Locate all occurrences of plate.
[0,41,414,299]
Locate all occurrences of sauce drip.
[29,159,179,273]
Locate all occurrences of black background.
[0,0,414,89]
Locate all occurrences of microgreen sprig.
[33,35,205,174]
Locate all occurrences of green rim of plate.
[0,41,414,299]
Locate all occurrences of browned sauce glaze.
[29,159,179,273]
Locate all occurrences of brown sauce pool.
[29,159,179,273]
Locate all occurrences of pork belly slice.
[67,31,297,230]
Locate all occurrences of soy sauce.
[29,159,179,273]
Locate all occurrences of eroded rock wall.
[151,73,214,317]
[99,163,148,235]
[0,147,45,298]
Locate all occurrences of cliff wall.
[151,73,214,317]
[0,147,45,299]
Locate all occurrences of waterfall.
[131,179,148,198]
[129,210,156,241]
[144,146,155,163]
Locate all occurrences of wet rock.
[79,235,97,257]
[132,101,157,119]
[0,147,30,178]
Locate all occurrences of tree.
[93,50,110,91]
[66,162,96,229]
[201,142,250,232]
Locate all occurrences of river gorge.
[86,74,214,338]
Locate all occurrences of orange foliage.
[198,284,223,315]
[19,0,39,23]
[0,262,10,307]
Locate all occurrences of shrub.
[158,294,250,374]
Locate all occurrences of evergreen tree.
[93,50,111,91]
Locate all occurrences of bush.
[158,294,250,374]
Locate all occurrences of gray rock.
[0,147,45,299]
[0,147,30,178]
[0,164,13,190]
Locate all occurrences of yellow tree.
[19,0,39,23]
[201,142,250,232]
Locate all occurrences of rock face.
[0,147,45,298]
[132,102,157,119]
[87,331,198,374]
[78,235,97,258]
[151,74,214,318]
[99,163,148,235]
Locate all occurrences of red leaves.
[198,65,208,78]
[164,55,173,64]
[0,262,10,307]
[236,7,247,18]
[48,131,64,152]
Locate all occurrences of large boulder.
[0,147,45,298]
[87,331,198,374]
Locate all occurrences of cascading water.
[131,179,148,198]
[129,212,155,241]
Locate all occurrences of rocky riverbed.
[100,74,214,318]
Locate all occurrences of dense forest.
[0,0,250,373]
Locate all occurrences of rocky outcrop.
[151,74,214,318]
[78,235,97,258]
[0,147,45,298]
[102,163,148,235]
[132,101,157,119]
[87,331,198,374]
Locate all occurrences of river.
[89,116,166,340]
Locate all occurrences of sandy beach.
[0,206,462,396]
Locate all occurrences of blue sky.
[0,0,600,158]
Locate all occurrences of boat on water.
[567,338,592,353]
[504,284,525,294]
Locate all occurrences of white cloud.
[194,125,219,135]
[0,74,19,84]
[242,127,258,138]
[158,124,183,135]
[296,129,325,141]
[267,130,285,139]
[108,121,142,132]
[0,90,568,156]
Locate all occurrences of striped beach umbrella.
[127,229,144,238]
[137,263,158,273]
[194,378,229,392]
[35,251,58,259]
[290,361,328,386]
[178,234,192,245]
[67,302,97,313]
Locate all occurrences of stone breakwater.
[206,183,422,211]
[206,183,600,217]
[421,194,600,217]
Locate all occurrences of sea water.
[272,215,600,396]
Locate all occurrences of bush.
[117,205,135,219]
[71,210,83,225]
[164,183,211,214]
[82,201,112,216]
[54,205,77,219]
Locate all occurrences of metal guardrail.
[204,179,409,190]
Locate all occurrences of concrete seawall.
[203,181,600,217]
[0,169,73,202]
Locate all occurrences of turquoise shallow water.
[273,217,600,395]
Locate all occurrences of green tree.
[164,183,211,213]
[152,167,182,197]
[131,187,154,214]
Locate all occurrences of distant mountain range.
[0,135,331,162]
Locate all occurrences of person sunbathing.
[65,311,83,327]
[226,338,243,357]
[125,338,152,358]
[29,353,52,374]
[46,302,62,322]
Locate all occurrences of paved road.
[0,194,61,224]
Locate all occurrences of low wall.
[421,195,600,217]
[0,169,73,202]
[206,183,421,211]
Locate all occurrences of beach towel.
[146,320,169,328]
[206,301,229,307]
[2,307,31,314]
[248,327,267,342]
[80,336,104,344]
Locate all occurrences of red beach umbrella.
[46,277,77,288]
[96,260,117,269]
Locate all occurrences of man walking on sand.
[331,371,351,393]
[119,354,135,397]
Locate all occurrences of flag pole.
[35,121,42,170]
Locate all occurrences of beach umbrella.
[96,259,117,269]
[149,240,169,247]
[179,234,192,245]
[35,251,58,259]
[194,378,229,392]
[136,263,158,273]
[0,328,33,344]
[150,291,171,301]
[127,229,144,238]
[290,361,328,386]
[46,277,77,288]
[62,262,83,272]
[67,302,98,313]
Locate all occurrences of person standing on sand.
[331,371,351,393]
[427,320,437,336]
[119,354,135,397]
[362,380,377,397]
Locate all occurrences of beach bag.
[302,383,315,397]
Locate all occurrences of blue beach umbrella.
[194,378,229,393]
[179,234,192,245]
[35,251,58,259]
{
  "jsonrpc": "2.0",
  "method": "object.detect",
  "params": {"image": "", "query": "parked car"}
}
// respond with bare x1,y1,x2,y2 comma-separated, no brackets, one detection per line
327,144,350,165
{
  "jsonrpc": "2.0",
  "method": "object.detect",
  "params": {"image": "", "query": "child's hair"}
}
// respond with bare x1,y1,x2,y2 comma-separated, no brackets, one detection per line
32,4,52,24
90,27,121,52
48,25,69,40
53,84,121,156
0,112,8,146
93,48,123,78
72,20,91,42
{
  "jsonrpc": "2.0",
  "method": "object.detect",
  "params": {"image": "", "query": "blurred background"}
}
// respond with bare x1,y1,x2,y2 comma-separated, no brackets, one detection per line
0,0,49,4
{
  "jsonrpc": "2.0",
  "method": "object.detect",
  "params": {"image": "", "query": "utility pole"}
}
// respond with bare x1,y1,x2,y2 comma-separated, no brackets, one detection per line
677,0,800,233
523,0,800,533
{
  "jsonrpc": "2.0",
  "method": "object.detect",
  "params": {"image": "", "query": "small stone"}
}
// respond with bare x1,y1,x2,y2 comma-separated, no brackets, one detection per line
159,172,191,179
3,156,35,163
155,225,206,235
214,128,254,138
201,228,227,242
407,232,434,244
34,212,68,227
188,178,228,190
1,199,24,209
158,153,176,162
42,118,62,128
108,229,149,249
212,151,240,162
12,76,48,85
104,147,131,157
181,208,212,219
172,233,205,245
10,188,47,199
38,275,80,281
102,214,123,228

» **Problem**
Rescale the records starting with the line containing "Locate all occurrences of dense forest." and going on through the line containing "[504,284,525,294]", both included, by writing out every one of those lines again, requests included, with each bounding box coordinate in the answers multiplied by 2.55 and rounded to a whole number, halves rounded up. Give only those lines.

» **Output for this task**
Locate all occurrences of dense forest.
[0,0,638,951]
Locate all occurrences of rocky outcrop.
[385,189,546,811]
[199,599,247,658]
[0,375,115,760]
[260,416,377,599]
[337,258,400,303]
[222,844,505,954]
Locate all occurrences of river.
[227,296,423,867]
Locate all occurrences of sandy beach.
[0,525,1178,1010]
Locate all occurrences of blue sky.
[0,0,1530,403]
Locate all occurrences of boat on water.
[1446,862,1510,900]
[1285,724,1339,750]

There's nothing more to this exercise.